====== Records to use ======

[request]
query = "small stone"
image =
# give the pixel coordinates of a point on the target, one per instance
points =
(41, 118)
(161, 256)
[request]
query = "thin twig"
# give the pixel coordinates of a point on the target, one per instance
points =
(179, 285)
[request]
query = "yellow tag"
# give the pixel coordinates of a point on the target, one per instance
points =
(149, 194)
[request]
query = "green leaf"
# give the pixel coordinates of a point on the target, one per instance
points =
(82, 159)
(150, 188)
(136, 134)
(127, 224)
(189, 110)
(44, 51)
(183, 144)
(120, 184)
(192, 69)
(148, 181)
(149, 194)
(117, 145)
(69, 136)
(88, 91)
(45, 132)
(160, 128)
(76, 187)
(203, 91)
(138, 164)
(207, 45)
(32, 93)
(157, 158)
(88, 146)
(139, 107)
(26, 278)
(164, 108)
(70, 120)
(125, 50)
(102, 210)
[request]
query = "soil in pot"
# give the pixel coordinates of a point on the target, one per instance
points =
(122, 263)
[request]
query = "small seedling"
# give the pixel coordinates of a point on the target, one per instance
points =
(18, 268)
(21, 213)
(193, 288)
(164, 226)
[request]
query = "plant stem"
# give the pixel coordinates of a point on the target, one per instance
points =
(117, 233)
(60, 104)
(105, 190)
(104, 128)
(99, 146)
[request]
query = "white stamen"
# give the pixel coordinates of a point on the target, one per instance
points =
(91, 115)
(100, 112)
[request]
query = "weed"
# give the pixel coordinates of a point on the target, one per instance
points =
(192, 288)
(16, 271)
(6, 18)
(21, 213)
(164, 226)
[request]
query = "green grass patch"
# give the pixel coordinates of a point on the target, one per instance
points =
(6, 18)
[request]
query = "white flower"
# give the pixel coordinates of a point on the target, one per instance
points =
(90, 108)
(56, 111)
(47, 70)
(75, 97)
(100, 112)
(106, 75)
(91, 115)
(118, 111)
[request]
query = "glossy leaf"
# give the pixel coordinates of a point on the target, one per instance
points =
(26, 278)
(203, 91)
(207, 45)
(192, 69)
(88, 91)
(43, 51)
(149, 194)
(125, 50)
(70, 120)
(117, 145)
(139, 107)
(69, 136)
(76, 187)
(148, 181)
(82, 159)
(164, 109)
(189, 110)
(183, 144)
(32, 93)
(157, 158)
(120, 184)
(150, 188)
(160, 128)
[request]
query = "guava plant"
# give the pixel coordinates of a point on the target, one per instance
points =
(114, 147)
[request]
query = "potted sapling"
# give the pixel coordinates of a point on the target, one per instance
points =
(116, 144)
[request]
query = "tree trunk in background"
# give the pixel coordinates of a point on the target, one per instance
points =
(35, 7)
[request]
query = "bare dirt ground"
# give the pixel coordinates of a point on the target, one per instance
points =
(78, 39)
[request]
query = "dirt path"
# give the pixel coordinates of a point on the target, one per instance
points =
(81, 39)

======
====== Records to use ======

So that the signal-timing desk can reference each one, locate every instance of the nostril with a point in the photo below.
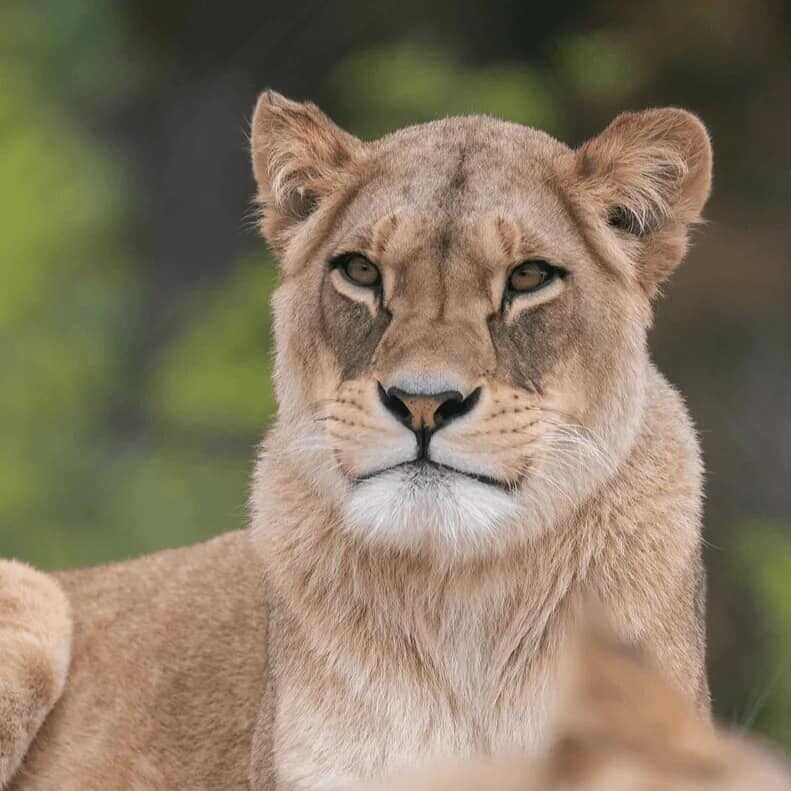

======
====== Records to use ======

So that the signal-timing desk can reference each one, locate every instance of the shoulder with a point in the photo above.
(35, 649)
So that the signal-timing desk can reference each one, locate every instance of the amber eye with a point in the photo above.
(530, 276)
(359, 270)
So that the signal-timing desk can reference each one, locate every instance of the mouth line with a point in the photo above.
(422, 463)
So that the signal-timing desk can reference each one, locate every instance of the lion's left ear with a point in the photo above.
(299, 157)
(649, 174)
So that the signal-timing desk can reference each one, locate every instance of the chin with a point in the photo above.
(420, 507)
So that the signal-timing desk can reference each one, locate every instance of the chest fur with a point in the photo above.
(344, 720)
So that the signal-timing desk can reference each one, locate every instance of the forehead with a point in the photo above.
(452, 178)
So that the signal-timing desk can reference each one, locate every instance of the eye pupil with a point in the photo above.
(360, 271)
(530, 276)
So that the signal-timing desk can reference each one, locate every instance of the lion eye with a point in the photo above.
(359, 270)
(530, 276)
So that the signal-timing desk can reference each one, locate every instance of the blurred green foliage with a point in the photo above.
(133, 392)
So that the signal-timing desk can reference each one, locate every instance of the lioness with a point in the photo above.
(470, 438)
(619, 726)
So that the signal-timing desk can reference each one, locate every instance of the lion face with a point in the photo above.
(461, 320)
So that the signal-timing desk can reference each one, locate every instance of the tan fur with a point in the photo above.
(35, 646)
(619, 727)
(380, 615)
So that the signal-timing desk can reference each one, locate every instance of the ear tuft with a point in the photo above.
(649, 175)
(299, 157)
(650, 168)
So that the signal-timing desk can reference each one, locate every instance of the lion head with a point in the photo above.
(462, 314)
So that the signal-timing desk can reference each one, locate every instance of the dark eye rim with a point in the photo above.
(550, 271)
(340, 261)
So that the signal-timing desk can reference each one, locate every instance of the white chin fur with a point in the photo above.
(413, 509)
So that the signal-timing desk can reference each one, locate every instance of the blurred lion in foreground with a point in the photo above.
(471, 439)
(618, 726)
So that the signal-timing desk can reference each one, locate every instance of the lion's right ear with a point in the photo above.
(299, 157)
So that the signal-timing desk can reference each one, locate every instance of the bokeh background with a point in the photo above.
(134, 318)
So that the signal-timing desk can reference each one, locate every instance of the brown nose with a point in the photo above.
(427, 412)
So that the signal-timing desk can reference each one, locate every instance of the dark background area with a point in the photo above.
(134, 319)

======

= What the task requires =
In the records above, each line with the string "small" should be copied.

= Answer box =
query = "small stone"
query = "small seedling"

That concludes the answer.